[[ SOURCE MATERIAL open ]]

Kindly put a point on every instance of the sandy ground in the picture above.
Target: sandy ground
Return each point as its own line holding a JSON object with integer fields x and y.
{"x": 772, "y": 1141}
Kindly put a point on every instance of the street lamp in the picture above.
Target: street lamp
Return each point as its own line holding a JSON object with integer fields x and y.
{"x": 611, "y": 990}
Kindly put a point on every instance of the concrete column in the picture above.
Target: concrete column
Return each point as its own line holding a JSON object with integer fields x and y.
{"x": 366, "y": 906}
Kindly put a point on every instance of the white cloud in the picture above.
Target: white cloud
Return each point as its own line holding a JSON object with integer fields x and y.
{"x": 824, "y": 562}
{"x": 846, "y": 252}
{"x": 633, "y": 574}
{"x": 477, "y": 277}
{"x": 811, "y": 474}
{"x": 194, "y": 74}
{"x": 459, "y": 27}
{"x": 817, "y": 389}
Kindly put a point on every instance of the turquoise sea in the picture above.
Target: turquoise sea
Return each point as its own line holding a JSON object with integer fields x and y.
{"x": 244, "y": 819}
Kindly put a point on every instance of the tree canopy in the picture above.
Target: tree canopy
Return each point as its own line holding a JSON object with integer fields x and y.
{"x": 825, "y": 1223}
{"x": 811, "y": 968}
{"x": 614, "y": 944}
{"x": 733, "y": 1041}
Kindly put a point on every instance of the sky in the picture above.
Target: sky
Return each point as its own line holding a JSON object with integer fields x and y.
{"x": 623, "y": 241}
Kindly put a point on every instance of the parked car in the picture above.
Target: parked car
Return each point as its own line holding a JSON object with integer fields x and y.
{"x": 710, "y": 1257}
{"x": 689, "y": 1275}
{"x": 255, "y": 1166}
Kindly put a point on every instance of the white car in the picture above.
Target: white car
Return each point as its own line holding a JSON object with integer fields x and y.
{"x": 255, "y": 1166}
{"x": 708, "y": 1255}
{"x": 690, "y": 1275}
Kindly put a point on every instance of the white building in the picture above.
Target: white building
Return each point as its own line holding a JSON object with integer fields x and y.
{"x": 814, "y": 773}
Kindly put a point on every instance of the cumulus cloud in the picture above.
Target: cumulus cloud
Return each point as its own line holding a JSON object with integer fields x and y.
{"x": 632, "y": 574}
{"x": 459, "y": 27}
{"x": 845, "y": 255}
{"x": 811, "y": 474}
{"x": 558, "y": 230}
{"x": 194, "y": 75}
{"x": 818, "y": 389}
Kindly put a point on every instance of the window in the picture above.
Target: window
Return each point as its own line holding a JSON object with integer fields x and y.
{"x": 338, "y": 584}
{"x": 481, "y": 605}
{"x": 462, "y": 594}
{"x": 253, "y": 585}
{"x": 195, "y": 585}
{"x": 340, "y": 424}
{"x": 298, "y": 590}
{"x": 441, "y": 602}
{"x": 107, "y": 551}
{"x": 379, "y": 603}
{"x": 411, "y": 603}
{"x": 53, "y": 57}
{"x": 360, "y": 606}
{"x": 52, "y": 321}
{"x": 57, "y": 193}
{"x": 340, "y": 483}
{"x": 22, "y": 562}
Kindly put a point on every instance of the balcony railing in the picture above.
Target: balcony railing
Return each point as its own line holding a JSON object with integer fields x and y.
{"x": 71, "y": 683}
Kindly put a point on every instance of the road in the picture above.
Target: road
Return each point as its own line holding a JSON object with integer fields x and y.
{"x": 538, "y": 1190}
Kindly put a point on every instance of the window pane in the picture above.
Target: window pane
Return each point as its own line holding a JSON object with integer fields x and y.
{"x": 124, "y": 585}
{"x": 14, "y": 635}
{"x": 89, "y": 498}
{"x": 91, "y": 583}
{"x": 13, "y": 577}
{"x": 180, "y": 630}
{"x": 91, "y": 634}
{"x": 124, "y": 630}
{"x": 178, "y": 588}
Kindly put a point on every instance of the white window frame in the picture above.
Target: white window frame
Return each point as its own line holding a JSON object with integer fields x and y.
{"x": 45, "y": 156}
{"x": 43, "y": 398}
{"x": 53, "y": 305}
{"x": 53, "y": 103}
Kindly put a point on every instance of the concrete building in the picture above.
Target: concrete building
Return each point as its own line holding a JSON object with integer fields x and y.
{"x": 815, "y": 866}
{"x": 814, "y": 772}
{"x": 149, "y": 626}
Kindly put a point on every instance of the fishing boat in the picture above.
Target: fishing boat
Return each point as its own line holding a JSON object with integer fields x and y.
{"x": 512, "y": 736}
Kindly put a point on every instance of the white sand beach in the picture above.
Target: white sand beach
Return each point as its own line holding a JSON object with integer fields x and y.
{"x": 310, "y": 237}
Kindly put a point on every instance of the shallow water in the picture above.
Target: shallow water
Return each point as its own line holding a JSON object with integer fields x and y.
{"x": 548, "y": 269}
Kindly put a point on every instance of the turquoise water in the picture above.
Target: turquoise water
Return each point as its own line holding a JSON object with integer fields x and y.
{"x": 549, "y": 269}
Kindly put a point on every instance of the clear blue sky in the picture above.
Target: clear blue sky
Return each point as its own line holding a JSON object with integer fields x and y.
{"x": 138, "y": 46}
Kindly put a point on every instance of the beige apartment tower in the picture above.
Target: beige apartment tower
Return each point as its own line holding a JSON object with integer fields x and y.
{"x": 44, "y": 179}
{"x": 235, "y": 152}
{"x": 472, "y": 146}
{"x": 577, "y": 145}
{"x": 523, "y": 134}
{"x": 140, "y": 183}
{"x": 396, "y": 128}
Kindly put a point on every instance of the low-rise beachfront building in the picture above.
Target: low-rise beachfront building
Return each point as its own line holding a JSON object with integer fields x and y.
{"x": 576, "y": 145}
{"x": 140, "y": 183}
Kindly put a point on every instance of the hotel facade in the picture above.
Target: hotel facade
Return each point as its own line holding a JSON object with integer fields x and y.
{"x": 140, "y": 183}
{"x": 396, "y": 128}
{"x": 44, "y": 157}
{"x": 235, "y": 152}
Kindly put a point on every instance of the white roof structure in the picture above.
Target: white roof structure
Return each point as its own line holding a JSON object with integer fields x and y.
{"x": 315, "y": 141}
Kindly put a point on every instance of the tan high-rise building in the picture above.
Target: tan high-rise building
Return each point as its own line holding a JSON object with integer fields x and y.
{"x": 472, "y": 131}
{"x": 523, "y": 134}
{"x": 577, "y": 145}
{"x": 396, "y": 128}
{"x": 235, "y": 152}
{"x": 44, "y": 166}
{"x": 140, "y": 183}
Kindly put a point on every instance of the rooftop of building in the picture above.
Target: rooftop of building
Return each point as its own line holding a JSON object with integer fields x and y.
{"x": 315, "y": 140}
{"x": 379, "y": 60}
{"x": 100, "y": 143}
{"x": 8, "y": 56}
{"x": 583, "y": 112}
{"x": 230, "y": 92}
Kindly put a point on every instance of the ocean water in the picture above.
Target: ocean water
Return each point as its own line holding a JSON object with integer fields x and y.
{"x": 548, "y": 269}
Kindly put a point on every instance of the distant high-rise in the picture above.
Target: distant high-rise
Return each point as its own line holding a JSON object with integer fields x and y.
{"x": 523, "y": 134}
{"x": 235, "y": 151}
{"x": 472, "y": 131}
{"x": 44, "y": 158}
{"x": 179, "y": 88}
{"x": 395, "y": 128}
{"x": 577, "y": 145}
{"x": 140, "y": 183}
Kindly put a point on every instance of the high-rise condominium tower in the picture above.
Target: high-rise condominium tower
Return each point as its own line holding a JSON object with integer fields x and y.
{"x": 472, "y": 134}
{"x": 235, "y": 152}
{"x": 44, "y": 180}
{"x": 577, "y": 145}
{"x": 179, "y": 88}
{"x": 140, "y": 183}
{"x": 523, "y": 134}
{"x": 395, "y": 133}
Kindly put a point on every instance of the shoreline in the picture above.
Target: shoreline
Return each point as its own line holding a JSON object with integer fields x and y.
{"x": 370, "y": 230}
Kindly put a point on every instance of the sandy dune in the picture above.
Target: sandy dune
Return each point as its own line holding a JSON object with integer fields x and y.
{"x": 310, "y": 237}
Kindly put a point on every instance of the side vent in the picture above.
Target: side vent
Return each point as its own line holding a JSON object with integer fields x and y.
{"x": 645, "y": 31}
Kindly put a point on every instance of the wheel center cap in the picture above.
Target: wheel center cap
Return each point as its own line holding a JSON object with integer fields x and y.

[[ SOURCE MATERIAL closed ]]

* **ACTIVITY**
Using the listing, copy every line where the word "shallow" shows up.

* **SOLUTION TO THIS TASK**
Kindly put a point on every instance of the shallow water in the picture above.
Target: shallow water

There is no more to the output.